Work instructions: Below is a set of records. Repeat them verbatim without the pictures.

(Region pointing data)
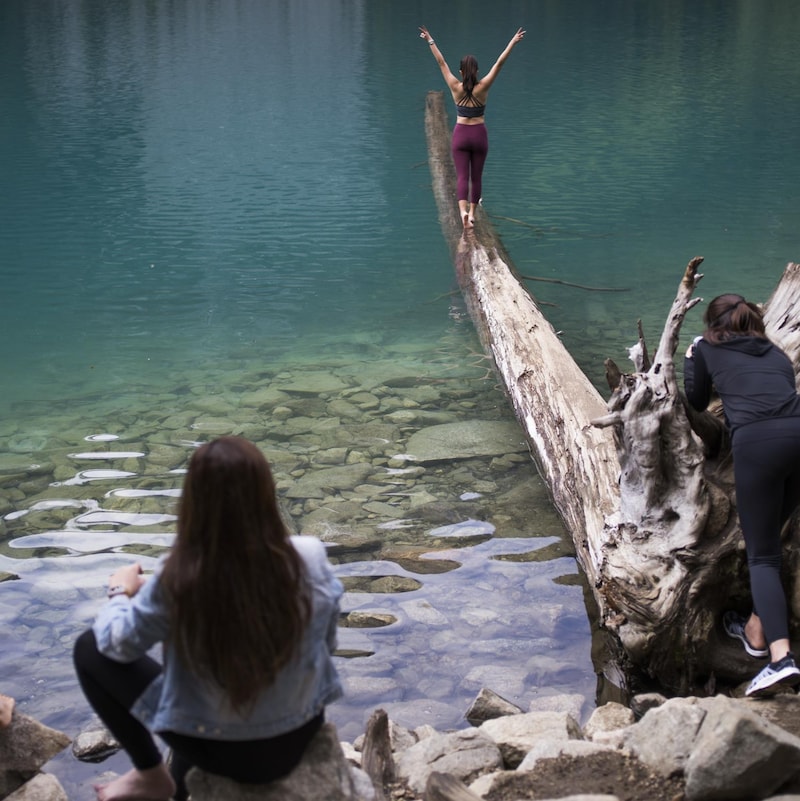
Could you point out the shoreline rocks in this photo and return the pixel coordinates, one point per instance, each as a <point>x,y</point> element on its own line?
<point>696,749</point>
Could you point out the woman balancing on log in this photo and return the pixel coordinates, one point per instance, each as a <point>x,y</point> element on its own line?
<point>247,617</point>
<point>470,141</point>
<point>756,382</point>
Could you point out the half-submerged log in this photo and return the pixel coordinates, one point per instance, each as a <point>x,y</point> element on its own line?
<point>551,396</point>
<point>675,559</point>
<point>643,483</point>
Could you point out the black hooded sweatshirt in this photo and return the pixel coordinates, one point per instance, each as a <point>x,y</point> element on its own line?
<point>753,377</point>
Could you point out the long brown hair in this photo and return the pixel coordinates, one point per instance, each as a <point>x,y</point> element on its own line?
<point>729,316</point>
<point>237,589</point>
<point>469,74</point>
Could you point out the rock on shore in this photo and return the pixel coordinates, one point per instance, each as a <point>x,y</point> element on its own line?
<point>692,749</point>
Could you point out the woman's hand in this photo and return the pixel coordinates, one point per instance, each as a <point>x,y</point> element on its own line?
<point>128,579</point>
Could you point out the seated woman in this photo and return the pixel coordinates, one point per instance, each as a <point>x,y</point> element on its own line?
<point>247,616</point>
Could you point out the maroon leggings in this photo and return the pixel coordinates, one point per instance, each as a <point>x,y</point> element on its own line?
<point>470,148</point>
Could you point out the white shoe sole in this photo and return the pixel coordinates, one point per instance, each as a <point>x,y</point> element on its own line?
<point>767,685</point>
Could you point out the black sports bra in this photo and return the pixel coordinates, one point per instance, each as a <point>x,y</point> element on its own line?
<point>475,110</point>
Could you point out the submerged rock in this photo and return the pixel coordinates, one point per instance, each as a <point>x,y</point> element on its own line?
<point>466,440</point>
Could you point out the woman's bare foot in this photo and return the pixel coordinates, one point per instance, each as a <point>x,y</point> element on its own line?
<point>153,784</point>
<point>6,711</point>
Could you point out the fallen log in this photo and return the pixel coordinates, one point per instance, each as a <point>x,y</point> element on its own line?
<point>642,483</point>
<point>551,396</point>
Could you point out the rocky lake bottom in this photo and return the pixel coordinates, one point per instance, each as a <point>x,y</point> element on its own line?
<point>408,464</point>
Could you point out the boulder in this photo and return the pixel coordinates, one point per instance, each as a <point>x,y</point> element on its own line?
<point>517,734</point>
<point>488,705</point>
<point>664,738</point>
<point>607,718</point>
<point>42,787</point>
<point>739,755</point>
<point>26,744</point>
<point>465,754</point>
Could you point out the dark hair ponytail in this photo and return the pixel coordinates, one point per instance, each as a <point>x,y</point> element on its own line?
<point>729,316</point>
<point>469,73</point>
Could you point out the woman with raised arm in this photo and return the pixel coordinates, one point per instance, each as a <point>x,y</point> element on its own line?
<point>470,140</point>
<point>756,382</point>
<point>247,617</point>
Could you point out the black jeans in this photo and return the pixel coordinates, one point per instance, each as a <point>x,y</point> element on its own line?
<point>112,688</point>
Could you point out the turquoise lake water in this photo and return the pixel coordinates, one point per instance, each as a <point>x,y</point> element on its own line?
<point>203,199</point>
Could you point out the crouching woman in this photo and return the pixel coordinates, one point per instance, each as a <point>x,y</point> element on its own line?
<point>247,617</point>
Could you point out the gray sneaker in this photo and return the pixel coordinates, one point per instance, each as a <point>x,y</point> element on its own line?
<point>783,673</point>
<point>733,624</point>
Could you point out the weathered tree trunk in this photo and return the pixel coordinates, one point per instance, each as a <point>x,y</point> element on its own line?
<point>376,757</point>
<point>643,483</point>
<point>551,396</point>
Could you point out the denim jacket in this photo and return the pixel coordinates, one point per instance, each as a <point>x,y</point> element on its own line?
<point>180,701</point>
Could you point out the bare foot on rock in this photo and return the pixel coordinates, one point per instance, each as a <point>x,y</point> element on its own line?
<point>6,711</point>
<point>154,784</point>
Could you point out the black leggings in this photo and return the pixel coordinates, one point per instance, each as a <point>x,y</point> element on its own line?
<point>112,688</point>
<point>766,461</point>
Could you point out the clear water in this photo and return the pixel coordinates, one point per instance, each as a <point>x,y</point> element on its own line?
<point>204,199</point>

Answer to this exercise:
Could you point out the shoreline rocks in this photo and return the pixel coordinates, one point per instance, each as a <point>x,y</point> element on its own line?
<point>696,749</point>
Could you point out the woman balancing on log in this photo and return the pixel coordinates, one point per instance, each as a <point>x,y</point> element on its own line?
<point>247,617</point>
<point>470,141</point>
<point>756,382</point>
Could you point out the half-submerged log in this photo and return the pixel coordinates, one point per instance, each as a <point>x,y</point> element on its own line?
<point>551,396</point>
<point>675,559</point>
<point>643,483</point>
Could you point out the black hooded sweatshirt in this photo and return the pixel coordinates, one point per instance, each as a <point>x,y</point> element on its own line?
<point>753,377</point>
Could you point out the long brown hair in this photo and return the pixel coordinates, one point per instance, each as a <point>x,y</point> element on its own line?
<point>729,316</point>
<point>237,589</point>
<point>469,74</point>
Could you point out the rock on shore in this photo and return the pixel coordinates, one point per instance, each as a <point>x,y</point> element on its own line?
<point>692,749</point>
Could you point out the woman's hand in this photo and return the pixel coordinates, one point per instance, each as a <point>x,y</point> element on its own line?
<point>128,579</point>
Could you point out the seated woman in this photo and return the pixel coordinates, one point per instance, each as a <point>x,y</point> element on its own line?
<point>247,616</point>
Could you point out the maroon leggings in this photo and return the pixel coordinates, one point per instance, each as a <point>x,y</point> element on its own line?
<point>470,148</point>
Could you point out the white shoe sole in this photo and return the pixel coordinates, one point per instance, each as a <point>x,y</point> element on its own line?
<point>767,685</point>
Could you point out the black sports bra in this photo and return the pixel coordinates, one point per instance, each as a <point>x,y</point> element on its own line?
<point>475,110</point>
Could you point out the submerged rock in this photo and return the pixel coordinates, one point per instance, each as a <point>x,y</point> element on its own line?
<point>466,440</point>
Could you point out the woman's bare foot in this photo and return the pixel coordinates, one point per instance, each as a <point>x,y</point> element on its own line?
<point>153,784</point>
<point>6,711</point>
Could you point out the fallen log in this photo and return the pixel coordinates, one point per instance, each as a <point>x,y</point> element on its own line?
<point>642,483</point>
<point>551,396</point>
Could you point out the rocky lake bottom in this photo and return the pixel coordinates, one point per instance, each as a <point>x,y</point> element on its own line?
<point>408,464</point>
Could you point out the boulder in this photo and return the pixel coordinates, one point per instance, each as a <point>x,y</point> element on its own line?
<point>517,734</point>
<point>488,705</point>
<point>664,738</point>
<point>607,718</point>
<point>42,787</point>
<point>739,755</point>
<point>26,744</point>
<point>465,754</point>
Could you point out the dark hair ponytail in this photo and return the pixel coordinates, one point per instance, each as a <point>x,y</point> element on its own line?
<point>729,316</point>
<point>469,73</point>
Could you point out the woman with raised arm in this photo and return the pixel coordinates, one point per instance, each as a <point>x,y</point> element on its own line?
<point>470,140</point>
<point>756,382</point>
<point>247,617</point>
Could you point out the black jeans in this photo and return the pixel coordinates, one point per instance, each as a <point>x,y</point> element on its own line?
<point>112,688</point>
Could you point out the turquoise lake water in this photo and return the pixel coordinates, one point per instance, each as a <point>x,y</point> element on its own line?
<point>203,199</point>
Could you point out the crouching woman in this photo and return the pixel coordinates, one point per instance, each as a <point>x,y</point> element on its own line?
<point>247,617</point>
Could you point out the gray sneaker in this photo and return the pixel coordinates, one point per instance, each as a <point>x,y</point> element on its own line?
<point>783,673</point>
<point>733,624</point>
Could you point out the weathered tree trunk in this photo and return the pixel coordinates, one point per instance, each as a <point>x,y</point> element on its own line?
<point>376,757</point>
<point>643,483</point>
<point>551,396</point>
Could you point out the denim jacket in this photo and return the pixel coordinates, one point per instance, each as a <point>x,y</point> element on its own line?
<point>180,701</point>
Could you point out the bare foot on rock in this photo and return the pixel coordinates, one point per instance, each as a <point>x,y</point> element on its own line?
<point>6,711</point>
<point>154,784</point>
Could you point out the black leggings in this photo and return the pixel coordinates, one point per instance, each as a <point>x,y</point> element on its own line?
<point>112,688</point>
<point>766,461</point>
Could you point out the clear water in this photo and return the pixel coordinates, one point per instance, each as a <point>x,y</point> element on its own line?
<point>204,199</point>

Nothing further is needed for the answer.